> [Текстовый блок]
☆ ☆ ☆ ☆ ☆ ☆ ☆
Где правда, и совесть, и боль о родном Отечестве — там и Турков. Осмысливая назначение писателя в этом мире, он, мне кажется, непременно вспоминает слова Александра Ивановича Герцена: «Мы не врачи — мы боль». Оттого так дорог ему Твардовский. Оттого «Книга про бойца», поэма о Василии Теркине для него — несомненно бессмертна. Оттого столь высоко ставит он творчество Василя Быкова, «чье имя значилось на надгробной плите возле украинского села Великая Северинка» и кому долго и трудно с бесценной помощью «Нового мира» пришлось выбираться к читателям из литературной могилы. Двадцать три года (!) ждала отдельного издания его потрясающая повесть «Мертвым не больно». В горестное это время Александр Твардовский написал ему: «Все минется, а правда останется». «И поныне, — пишет Турков, — когда столько десятилетий минуло, с какой немеркнущей благодарностью вглядываешься в вереницу героев писателя, запечатленных им в тяжелейших, трагических <…> обстоятельствах!..»
☆ ☆ ☆ ☆ ☆ ☆ ☆
> [Отобранные строки]
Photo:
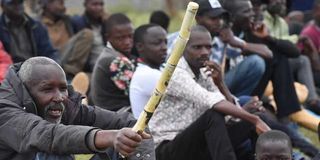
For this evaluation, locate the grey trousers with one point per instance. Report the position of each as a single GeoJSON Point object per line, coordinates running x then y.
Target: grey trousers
{"type": "Point", "coordinates": [75, 53]}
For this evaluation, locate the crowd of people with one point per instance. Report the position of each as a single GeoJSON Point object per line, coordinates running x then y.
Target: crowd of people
{"type": "Point", "coordinates": [216, 105]}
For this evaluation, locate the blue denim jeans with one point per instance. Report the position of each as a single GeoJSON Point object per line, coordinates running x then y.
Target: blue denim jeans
{"type": "Point", "coordinates": [243, 79]}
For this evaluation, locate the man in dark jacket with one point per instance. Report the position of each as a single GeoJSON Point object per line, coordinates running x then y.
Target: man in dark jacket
{"type": "Point", "coordinates": [74, 48]}
{"type": "Point", "coordinates": [22, 36]}
{"type": "Point", "coordinates": [114, 66]}
{"type": "Point", "coordinates": [92, 18]}
{"type": "Point", "coordinates": [39, 114]}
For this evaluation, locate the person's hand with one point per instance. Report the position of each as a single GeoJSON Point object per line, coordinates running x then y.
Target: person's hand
{"type": "Point", "coordinates": [260, 30]}
{"type": "Point", "coordinates": [260, 49]}
{"type": "Point", "coordinates": [226, 35]}
{"type": "Point", "coordinates": [124, 140]}
{"type": "Point", "coordinates": [308, 46]}
{"type": "Point", "coordinates": [215, 70]}
{"type": "Point", "coordinates": [127, 140]}
{"type": "Point", "coordinates": [261, 126]}
{"type": "Point", "coordinates": [254, 105]}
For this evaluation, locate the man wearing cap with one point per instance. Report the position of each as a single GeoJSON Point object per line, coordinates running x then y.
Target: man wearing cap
{"type": "Point", "coordinates": [22, 36]}
{"type": "Point", "coordinates": [74, 48]}
{"type": "Point", "coordinates": [244, 70]}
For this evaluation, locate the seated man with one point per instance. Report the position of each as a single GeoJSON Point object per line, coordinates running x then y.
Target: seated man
{"type": "Point", "coordinates": [40, 115]}
{"type": "Point", "coordinates": [150, 42]}
{"type": "Point", "coordinates": [274, 145]}
{"type": "Point", "coordinates": [312, 31]}
{"type": "Point", "coordinates": [74, 48]}
{"type": "Point", "coordinates": [93, 18]}
{"type": "Point", "coordinates": [114, 68]}
{"type": "Point", "coordinates": [22, 36]}
{"type": "Point", "coordinates": [299, 66]}
{"type": "Point", "coordinates": [277, 68]}
{"type": "Point", "coordinates": [189, 122]}
{"type": "Point", "coordinates": [245, 70]}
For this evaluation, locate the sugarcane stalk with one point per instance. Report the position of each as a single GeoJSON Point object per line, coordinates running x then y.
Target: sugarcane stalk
{"type": "Point", "coordinates": [170, 66]}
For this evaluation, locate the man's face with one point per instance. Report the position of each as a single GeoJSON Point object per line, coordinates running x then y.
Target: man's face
{"type": "Point", "coordinates": [121, 38]}
{"type": "Point", "coordinates": [274, 150]}
{"type": "Point", "coordinates": [13, 9]}
{"type": "Point", "coordinates": [244, 15]}
{"type": "Point", "coordinates": [94, 8]}
{"type": "Point", "coordinates": [198, 49]}
{"type": "Point", "coordinates": [154, 46]}
{"type": "Point", "coordinates": [56, 8]}
{"type": "Point", "coordinates": [213, 24]}
{"type": "Point", "coordinates": [49, 91]}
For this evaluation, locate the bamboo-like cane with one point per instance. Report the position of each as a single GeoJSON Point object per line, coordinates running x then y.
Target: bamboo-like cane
{"type": "Point", "coordinates": [162, 84]}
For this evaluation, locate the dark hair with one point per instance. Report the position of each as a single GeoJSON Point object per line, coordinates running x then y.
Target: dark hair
{"type": "Point", "coordinates": [160, 18]}
{"type": "Point", "coordinates": [113, 20]}
{"type": "Point", "coordinates": [138, 36]}
{"type": "Point", "coordinates": [273, 135]}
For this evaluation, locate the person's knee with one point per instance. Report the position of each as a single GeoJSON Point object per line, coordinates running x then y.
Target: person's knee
{"type": "Point", "coordinates": [212, 117]}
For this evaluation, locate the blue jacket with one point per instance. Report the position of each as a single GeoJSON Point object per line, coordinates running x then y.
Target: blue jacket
{"type": "Point", "coordinates": [39, 38]}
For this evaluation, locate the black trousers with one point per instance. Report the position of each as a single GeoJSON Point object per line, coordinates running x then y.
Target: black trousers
{"type": "Point", "coordinates": [205, 139]}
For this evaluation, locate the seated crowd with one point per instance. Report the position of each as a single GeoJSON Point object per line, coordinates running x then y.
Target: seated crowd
{"type": "Point", "coordinates": [217, 105]}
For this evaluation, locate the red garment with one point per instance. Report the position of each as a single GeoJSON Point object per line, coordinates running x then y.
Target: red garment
{"type": "Point", "coordinates": [5, 62]}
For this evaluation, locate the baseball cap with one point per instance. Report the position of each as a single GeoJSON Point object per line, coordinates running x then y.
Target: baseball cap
{"type": "Point", "coordinates": [211, 8]}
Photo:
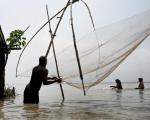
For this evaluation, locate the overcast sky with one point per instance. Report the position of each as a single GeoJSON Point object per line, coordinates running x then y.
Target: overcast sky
{"type": "Point", "coordinates": [18, 14]}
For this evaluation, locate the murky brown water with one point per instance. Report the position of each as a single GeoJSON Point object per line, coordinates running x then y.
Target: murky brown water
{"type": "Point", "coordinates": [99, 104]}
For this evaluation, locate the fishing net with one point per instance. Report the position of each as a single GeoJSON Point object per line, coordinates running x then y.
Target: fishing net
{"type": "Point", "coordinates": [100, 52]}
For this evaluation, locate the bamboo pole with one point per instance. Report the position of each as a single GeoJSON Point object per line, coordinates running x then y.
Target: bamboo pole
{"type": "Point", "coordinates": [51, 34]}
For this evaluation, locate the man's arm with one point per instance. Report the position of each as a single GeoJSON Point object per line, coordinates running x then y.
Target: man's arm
{"type": "Point", "coordinates": [53, 80]}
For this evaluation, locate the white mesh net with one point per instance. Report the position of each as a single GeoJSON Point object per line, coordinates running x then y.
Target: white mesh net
{"type": "Point", "coordinates": [100, 51]}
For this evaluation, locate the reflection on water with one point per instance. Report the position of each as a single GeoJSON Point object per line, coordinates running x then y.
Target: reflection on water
{"type": "Point", "coordinates": [141, 95]}
{"type": "Point", "coordinates": [99, 104]}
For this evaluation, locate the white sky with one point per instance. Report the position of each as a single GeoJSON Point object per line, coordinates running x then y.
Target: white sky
{"type": "Point", "coordinates": [18, 14]}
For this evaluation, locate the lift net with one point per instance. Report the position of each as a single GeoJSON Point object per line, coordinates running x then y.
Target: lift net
{"type": "Point", "coordinates": [100, 51]}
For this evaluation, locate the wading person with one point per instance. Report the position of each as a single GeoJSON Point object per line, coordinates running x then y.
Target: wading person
{"type": "Point", "coordinates": [118, 84]}
{"type": "Point", "coordinates": [141, 84]}
{"type": "Point", "coordinates": [39, 76]}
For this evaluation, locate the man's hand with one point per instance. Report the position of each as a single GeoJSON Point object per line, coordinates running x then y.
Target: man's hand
{"type": "Point", "coordinates": [59, 80]}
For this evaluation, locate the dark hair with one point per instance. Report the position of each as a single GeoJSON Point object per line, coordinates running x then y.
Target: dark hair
{"type": "Point", "coordinates": [43, 60]}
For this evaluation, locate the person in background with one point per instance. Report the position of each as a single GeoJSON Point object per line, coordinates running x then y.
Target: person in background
{"type": "Point", "coordinates": [39, 76]}
{"type": "Point", "coordinates": [118, 84]}
{"type": "Point", "coordinates": [141, 84]}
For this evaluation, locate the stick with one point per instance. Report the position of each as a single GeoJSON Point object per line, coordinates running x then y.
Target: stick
{"type": "Point", "coordinates": [54, 53]}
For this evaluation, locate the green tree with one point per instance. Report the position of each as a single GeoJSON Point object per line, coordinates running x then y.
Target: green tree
{"type": "Point", "coordinates": [16, 39]}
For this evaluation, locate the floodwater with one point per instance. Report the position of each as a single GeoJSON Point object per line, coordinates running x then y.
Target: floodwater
{"type": "Point", "coordinates": [100, 103]}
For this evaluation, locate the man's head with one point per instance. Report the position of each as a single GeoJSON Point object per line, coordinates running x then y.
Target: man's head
{"type": "Point", "coordinates": [43, 61]}
{"type": "Point", "coordinates": [140, 79]}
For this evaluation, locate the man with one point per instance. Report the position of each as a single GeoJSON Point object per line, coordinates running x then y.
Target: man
{"type": "Point", "coordinates": [39, 76]}
{"type": "Point", "coordinates": [118, 85]}
{"type": "Point", "coordinates": [141, 84]}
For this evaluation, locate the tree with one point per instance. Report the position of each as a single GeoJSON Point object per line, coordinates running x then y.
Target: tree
{"type": "Point", "coordinates": [14, 42]}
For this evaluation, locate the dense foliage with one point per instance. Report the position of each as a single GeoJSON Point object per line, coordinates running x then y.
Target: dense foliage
{"type": "Point", "coordinates": [15, 39]}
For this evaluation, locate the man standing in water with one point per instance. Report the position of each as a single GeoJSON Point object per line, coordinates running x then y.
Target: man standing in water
{"type": "Point", "coordinates": [141, 84]}
{"type": "Point", "coordinates": [39, 76]}
{"type": "Point", "coordinates": [118, 84]}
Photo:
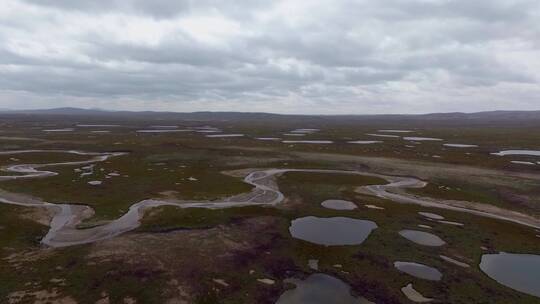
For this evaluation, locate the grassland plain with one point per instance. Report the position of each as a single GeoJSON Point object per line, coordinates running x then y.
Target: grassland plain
{"type": "Point", "coordinates": [216, 256]}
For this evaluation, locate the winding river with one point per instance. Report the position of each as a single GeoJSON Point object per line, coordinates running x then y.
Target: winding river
{"type": "Point", "coordinates": [63, 226]}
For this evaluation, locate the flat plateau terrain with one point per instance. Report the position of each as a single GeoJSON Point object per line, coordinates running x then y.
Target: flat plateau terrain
{"type": "Point", "coordinates": [255, 208]}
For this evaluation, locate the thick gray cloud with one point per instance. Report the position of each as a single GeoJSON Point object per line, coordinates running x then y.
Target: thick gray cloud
{"type": "Point", "coordinates": [347, 56]}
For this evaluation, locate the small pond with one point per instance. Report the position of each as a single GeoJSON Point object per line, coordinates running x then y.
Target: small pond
{"type": "Point", "coordinates": [332, 231]}
{"type": "Point", "coordinates": [319, 289]}
{"type": "Point", "coordinates": [517, 271]}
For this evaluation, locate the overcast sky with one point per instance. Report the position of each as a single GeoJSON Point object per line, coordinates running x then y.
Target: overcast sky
{"type": "Point", "coordinates": [310, 56]}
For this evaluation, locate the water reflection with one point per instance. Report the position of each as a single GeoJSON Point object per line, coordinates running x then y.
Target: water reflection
{"type": "Point", "coordinates": [331, 231]}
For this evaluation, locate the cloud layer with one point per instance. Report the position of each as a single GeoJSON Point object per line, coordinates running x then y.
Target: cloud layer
{"type": "Point", "coordinates": [347, 56]}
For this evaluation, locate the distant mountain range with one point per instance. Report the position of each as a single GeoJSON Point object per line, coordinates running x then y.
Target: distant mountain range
{"type": "Point", "coordinates": [484, 117]}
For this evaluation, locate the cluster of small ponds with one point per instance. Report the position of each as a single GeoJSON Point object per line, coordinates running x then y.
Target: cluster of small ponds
{"type": "Point", "coordinates": [212, 132]}
{"type": "Point", "coordinates": [520, 272]}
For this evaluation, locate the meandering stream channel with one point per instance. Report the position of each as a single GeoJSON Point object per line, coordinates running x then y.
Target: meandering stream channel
{"type": "Point", "coordinates": [63, 226]}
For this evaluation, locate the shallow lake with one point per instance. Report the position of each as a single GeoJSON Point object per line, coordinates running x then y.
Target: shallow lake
{"type": "Point", "coordinates": [517, 271]}
{"type": "Point", "coordinates": [422, 238]}
{"type": "Point", "coordinates": [319, 289]}
{"type": "Point", "coordinates": [518, 152]}
{"type": "Point", "coordinates": [332, 231]}
{"type": "Point", "coordinates": [420, 271]}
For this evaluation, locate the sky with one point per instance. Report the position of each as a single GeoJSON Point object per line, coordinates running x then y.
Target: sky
{"type": "Point", "coordinates": [306, 57]}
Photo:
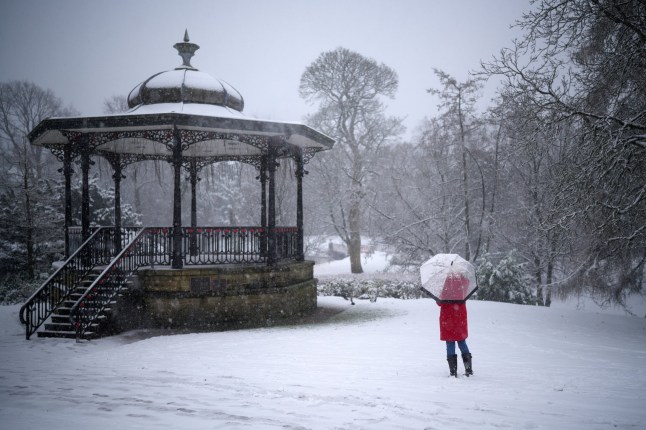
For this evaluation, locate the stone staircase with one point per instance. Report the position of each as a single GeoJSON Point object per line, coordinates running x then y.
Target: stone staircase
{"type": "Point", "coordinates": [59, 324]}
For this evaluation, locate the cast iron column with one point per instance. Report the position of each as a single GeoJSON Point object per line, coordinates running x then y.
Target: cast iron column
{"type": "Point", "coordinates": [117, 176]}
{"type": "Point", "coordinates": [300, 172]}
{"type": "Point", "coordinates": [271, 216]}
{"type": "Point", "coordinates": [194, 179]}
{"type": "Point", "coordinates": [176, 257]}
{"type": "Point", "coordinates": [67, 174]}
{"type": "Point", "coordinates": [263, 206]}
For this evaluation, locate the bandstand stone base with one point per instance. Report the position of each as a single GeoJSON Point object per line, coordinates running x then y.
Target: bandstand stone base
{"type": "Point", "coordinates": [217, 297]}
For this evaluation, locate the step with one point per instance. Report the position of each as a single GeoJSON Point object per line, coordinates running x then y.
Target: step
{"type": "Point", "coordinates": [70, 334]}
{"type": "Point", "coordinates": [58, 326]}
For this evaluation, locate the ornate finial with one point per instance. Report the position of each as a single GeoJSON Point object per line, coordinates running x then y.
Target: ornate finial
{"type": "Point", "coordinates": [186, 50]}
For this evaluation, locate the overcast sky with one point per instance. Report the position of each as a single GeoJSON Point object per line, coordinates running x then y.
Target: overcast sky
{"type": "Point", "coordinates": [86, 51]}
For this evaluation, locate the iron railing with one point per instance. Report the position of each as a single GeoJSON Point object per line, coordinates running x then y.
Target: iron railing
{"type": "Point", "coordinates": [153, 246]}
{"type": "Point", "coordinates": [102, 293]}
{"type": "Point", "coordinates": [149, 246]}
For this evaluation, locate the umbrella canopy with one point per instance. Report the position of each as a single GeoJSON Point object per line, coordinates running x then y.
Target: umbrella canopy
{"type": "Point", "coordinates": [448, 278]}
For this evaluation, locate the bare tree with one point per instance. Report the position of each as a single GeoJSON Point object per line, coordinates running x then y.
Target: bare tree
{"type": "Point", "coordinates": [348, 88]}
{"type": "Point", "coordinates": [457, 100]}
{"type": "Point", "coordinates": [583, 63]}
{"type": "Point", "coordinates": [26, 167]}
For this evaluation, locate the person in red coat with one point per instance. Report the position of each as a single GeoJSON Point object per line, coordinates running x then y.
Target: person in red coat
{"type": "Point", "coordinates": [454, 325]}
☆ ☆ ☆ ☆ ☆ ☆ ☆
> [Порядок выполнения 1]
Определите, соответствуют ли тексту о Туркове утверждения (а), (б) и (в): (а) повесть «Мертвым не больно» ждала отдельного издания двадцать три года; (б) слова «Мы не врачи — мы боль» принадлежат Твардовскому; (в) Твардовский написал Быкову: «Все минется, а правда останется». Каждый ответ («да» или «нет») подтвердите точной цитатой из текста.
> [Порядок выполнения 2]
Допишите следующую часть текста о Туркове, начав сразу после его последнего предложения.
Строки служат отдельным, самостоятельным материалом.

> [Результат упражнения 1]
(а) Да: «Двадцать три года (!) ждала отдельного издания его потрясающая повесть «Мертвым не больно».»
(б) Нет: «слова Александра Ивановича Герцена: «Мы не врачи — мы боль»».
(в) Да: «Александр Твардовский написал ему: «Все минется, а правда останется»».

> [Результат упражнения 2]
Так уж получилось, что и воспоминания и «Последние версты» за редким, очень редким исключением стали книгами-некрополем. В свое время, читая «Некрополь» Владислава Ходасевича, я пережил сильное, горькое и светлое чувство. Боже мой, думал я, ведь они все были!
Были и творили писатели, о которых ведет благодарную речь Турков, и, внимая ему, я с особенной остротой воспринимаю строки Владимира Корнилова — пóмните, о свободе: «Я ведь ждал ее тоже, / Столько долгих годов, / Ждал до боли, до дрожи, / А пришла — не готов»; и замечательную его повесть «Девочки и дамочки», которую я — вслед за Турковым — безоговорочно поставил бы в первый ряд книг о войне… Но не только его стихи помню я; и Гаврилова, капитана из «Девочек и дамочек», помню, такого простого, такого мужественного и такого надежного мужика; и самого Корнилова по недолгим с ним разговорам, и Марлена Кораллова, «сталинского зэка», одержимого, по слову Туркова, потребностью сказать; и Олега Волкова, которого двадцать семь (!) лет Соловков, а потом и других островов Архипелага гнули, но не согнули, — все они были в моей жизни и навсегда остались в литературе.
Андрей Михайлович Турков тому свидетель.